● Set exercise 1:
Please copy out the stretch of the 6502 breadboard write-up from "I have a very" through "the first prototype.".
● Set exercise 2:
Answer these from the 6502 breadboard write-up:
(a) Which company produced the DIP 6502 that was selected?
(b) What voltage was chosen to power the chip?
(c) How many usable GPIO pins does the system have?

I have a very basic prototype working on a breadboard. I’m going to share what I’ve done so far, and talk about what comes next.

At this point I have the chip performing a reset, and beginning execution at an address I specify. Lets see how I got there.

Also available on Youtube.

The Modern 6502

The 6502 CPU I have selected is DIP package produced by Western Design Center. The DIP or “dual-inline” package resembles the same form factor that would have been used when the chip was first in use back in 1975. I have selected the DIP package because I can easily use it with a solderless breadboard, reducing the time required for the first prototype.

6502 Pinout

The interface electronics are dictated by the pins on the chip. So lets take a look at the pinout for this 6502.

DIP chips have a little notch on one side, which allow you to tell which side is the “start” so you can find pin 1. You’ll see this in the diagram below.

                  ___   ___
            VPB   |1 \_/ 40|   RESB
            RDY   |2     39|   PHI20
          PHI1O   |3     38|   SOB
           IRQB   |4     37|   PHI2
            MLB   |5     36|   BE
           NMIB   |6     35|   NC
           SYNC   |7     34|   RWB
    VDD(Supply)   |8     33|   D0
             A0   |9     32|   D1
             A1   |10    31|   D2
             A2   |11    30|   D3
             A3   |12    29|   D4
             A4   |13    28|   D5
             A5   |14    27|   D6
             A6   |15    26|   D7
             A7   |16    25|   A15
             A8   |17    24|   A14
             A9   |18    23|   A13
            A10   |19    22|   A12
            A11   |20    21|   VSS(GND)
                  |________|  

Powering the Chip

Before we can do anything interesting with the chip, we need to power it. This chip can run on either 1.8, 3.3, or 5 volts. The IO pins will then interpret anything very close to its supply voltage as a 1, and anything close to ground as a 0.

The microcontroller I plan on using to interact with this uses 3.3V for its IO. So I’ve decided to power the chip with 3.3 volts to make interfacing simpler.

VDD is the supply pin, and VSS is the ground. These names are holdovers from the technology used to create the chip. VDD corresponds with “drain” and VSS corresponds with “sink”, which are pins you can seee on a transistor. For us its enough to connect VSS to ground and VDD to our 3.3 volts.

And thats it! But we’d like to confirm that the chip is running & working, so lets connect some of its interface pins.

Interfacing with an Atmega (Arduino)

I initially thought I’d build something sophisticated and very general to support reading/writing any of these pins. Then I dug through my electronics drawer and found an arduino, which will work perfectly.

The arduino is based around an atmega microcontroller. It has a wealth of “GPIO” or general purpose IO pins, which can be turned into inputs or outputs via software. This is exactly what I need for the system.

The system has 13+5-2=16 usable GPIO pins. This is fewer than the number of pins on the chip, so we’ll start with a minimal useful subset.

● Source excerpt:
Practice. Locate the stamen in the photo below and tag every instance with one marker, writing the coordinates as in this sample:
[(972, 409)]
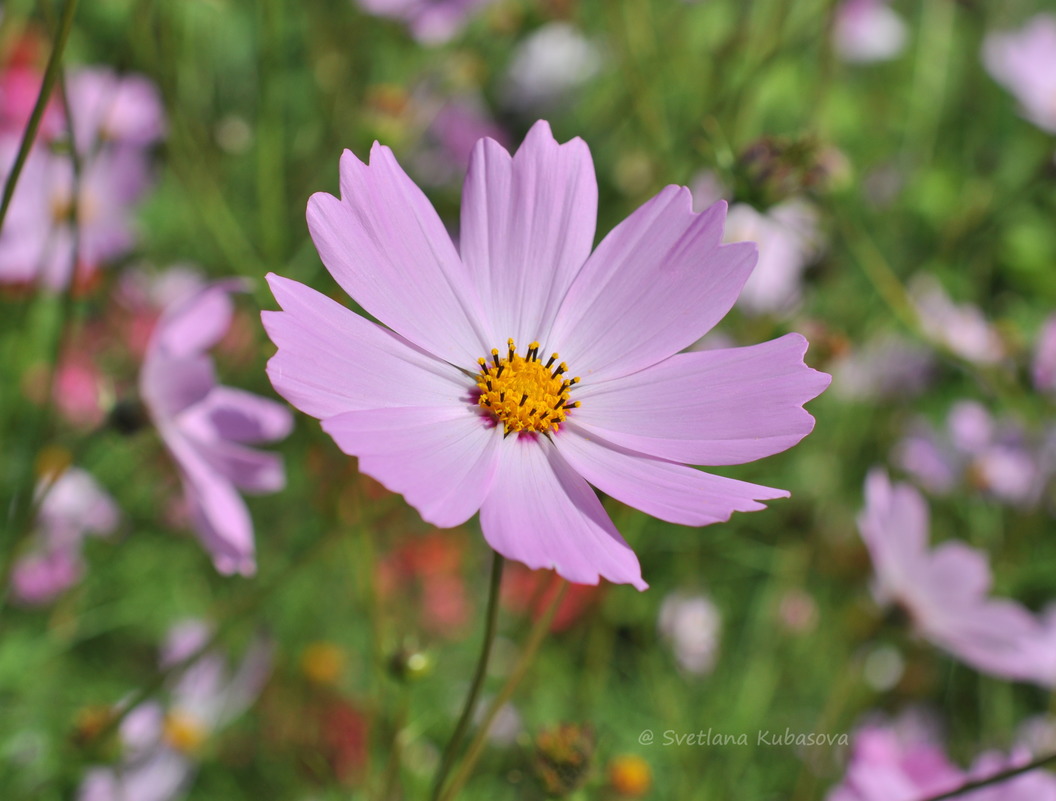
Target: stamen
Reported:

● Final result 1:
I have a very basic prototype working on a breadboard. I’m going to share what I’ve done so far, and talk about what comes next.

At this point I have the chip performing a reset, and beginning execution at an address I specify. Lets see how I got there.

Also available on Youtube.

The Modern 6502

The 6502 CPU I have selected is DIP package produced by Western Design Center. The DIP or “dual-inline” package resembles the same form factor that would have been used when the chip was first in use back in 1975. I have selected the DIP package because I can easily use it with a solderless breadboard, reducing the time required for the first prototype.

● Final result 2:
(a) Western Design Center
(b) 3.3 volts
(c) 16